━━━ INPUT ROWS ━━━
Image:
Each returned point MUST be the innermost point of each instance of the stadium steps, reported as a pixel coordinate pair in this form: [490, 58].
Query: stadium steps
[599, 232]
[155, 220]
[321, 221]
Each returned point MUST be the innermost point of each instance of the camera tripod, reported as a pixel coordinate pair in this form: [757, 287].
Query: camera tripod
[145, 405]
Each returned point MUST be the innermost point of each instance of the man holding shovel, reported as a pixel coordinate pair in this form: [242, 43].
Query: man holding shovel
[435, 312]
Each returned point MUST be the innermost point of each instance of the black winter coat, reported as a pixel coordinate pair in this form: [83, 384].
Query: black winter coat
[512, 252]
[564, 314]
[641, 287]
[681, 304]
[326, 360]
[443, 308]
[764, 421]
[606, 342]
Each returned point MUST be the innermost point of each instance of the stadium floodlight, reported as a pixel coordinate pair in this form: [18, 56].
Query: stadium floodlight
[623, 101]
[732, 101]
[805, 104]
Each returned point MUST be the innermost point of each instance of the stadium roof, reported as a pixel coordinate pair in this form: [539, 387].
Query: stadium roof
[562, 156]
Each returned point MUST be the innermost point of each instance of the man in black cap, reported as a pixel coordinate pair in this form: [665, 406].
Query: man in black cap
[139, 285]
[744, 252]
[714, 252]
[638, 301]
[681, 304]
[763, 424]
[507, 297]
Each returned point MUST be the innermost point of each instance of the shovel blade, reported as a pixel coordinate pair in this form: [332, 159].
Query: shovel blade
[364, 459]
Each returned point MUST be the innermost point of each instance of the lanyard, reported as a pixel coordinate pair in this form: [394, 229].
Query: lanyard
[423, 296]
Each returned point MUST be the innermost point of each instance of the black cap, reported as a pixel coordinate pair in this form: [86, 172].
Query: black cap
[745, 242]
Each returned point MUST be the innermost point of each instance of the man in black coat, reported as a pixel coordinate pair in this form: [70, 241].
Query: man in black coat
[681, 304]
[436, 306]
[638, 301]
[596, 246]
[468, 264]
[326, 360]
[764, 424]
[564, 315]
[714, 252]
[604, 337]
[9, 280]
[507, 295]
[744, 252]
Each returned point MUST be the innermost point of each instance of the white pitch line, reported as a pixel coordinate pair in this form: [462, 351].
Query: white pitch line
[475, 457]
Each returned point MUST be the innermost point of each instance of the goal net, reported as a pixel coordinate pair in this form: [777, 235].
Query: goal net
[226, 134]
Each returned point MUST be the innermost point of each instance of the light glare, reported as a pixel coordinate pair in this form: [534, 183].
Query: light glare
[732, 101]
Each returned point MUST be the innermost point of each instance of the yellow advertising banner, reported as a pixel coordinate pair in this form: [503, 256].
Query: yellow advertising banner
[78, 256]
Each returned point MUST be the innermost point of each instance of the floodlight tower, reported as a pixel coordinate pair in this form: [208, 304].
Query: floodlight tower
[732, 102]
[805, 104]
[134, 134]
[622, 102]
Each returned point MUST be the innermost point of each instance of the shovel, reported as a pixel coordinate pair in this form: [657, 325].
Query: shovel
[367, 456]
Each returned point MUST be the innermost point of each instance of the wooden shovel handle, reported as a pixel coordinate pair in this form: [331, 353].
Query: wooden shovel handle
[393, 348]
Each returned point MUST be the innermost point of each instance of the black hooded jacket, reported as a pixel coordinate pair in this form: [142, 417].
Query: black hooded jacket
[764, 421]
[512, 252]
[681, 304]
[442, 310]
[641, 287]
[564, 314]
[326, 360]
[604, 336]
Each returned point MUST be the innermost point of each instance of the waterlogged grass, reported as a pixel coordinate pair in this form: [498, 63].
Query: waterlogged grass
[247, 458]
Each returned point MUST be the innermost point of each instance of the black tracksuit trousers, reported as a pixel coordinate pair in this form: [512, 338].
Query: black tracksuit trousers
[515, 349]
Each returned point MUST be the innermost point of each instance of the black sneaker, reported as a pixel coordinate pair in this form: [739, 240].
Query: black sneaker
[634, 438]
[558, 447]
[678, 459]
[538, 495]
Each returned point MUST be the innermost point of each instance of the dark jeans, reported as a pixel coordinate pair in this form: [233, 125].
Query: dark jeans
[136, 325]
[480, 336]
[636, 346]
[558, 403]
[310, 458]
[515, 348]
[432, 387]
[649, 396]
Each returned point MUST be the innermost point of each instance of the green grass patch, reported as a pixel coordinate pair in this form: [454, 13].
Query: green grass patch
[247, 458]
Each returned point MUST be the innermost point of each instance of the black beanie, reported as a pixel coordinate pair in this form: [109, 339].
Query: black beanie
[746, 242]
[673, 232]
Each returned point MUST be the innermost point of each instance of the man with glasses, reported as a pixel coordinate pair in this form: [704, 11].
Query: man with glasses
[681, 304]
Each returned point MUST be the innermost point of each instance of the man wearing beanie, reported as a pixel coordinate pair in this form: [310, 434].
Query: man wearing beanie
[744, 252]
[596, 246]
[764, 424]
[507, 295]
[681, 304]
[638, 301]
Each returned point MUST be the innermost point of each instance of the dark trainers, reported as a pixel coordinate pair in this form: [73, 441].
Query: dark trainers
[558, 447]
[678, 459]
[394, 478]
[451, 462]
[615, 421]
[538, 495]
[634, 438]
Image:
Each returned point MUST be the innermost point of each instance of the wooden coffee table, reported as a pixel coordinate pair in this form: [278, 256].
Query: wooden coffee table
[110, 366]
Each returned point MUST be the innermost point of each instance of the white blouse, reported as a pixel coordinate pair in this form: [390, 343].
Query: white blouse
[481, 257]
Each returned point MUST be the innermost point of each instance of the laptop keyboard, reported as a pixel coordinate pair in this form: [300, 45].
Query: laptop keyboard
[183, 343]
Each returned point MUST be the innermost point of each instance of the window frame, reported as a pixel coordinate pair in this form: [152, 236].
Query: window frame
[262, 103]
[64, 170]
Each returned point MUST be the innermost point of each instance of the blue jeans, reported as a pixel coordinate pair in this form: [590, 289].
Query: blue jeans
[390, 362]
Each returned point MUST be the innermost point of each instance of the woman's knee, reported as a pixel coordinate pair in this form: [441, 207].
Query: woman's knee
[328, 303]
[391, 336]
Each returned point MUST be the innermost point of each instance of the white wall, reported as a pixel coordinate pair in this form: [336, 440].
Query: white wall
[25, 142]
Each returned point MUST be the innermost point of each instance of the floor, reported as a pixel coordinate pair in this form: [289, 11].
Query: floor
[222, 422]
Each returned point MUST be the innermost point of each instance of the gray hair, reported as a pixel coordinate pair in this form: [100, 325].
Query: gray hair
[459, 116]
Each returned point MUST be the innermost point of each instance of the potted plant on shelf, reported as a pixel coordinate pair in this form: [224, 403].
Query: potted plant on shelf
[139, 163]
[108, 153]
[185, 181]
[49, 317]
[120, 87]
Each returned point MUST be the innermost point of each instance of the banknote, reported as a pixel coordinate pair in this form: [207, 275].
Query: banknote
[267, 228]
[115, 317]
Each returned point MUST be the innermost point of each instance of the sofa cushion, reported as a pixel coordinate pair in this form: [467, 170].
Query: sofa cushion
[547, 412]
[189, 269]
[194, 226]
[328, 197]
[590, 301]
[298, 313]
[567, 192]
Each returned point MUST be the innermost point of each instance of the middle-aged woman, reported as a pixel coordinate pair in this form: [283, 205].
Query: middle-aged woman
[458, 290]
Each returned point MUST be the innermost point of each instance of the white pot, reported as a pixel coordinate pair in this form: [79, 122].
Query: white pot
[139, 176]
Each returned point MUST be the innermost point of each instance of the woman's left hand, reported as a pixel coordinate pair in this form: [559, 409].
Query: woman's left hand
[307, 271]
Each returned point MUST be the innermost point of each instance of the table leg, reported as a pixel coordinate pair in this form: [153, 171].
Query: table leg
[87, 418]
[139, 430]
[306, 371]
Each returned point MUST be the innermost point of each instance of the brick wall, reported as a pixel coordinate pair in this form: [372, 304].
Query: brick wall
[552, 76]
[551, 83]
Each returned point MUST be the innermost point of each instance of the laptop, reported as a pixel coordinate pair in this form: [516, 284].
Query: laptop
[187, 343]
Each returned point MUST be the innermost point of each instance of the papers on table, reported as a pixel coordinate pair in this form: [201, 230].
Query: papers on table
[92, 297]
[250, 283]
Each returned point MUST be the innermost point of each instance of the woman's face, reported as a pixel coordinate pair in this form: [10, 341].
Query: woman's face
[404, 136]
━━━
§ PROBLEM TO SOLVE:
Return exactly, and only, the line containing "form: [467, 170]." and every line after it through the end of the material.

§ ANSWER:
Each returned point MUST be the innermost point of each instance of the sofa cushion, reported as a pixel coordinate pair in this form: [467, 170].
Query: sofa cushion
[547, 412]
[189, 269]
[194, 226]
[328, 197]
[590, 301]
[298, 313]
[567, 192]
Each returned point MUST be the innermost point of each instance of the middle-aged woman, reported as a pixel coordinate pair in this form: [283, 205].
Query: middle-aged woman
[458, 290]
Each returned point MUST be the innermost point of each instance of the white pot, reported as a pixel coordinate pair in this form: [79, 122].
Query: white pot
[139, 176]
Each returned point MUST be the innermost point of each instance of the woman's left hand, reported as a pixel coordinate pair in this form: [559, 409].
Query: woman's left hand
[307, 271]
Each returned point MUST be the innermost point of each instance of the table leg, reported as a pixel coordinate pair in this form: [153, 171].
Query: table leg
[87, 418]
[139, 430]
[306, 371]
Each returned point MUST be the innermost point of each instance of the brick wall, reported as a pixel coordinate pair in this form: [372, 304].
Query: brick wall
[552, 76]
[551, 83]
Each returned point MUST be the innermost point of each instance of the laptop, reported as a pixel coordinate pair in this form: [516, 284].
Query: laptop
[187, 343]
Each returned point MUST be the innermost point of each instance of the papers on table, reported as a pixel coordinate pair in this form: [201, 230].
Query: papers on table
[92, 297]
[250, 283]
Each returned point MUST be the innermost point of each instance of the woman's face, reported as a pixel coordinate pair in this form: [10, 341].
Query: woman's face
[404, 136]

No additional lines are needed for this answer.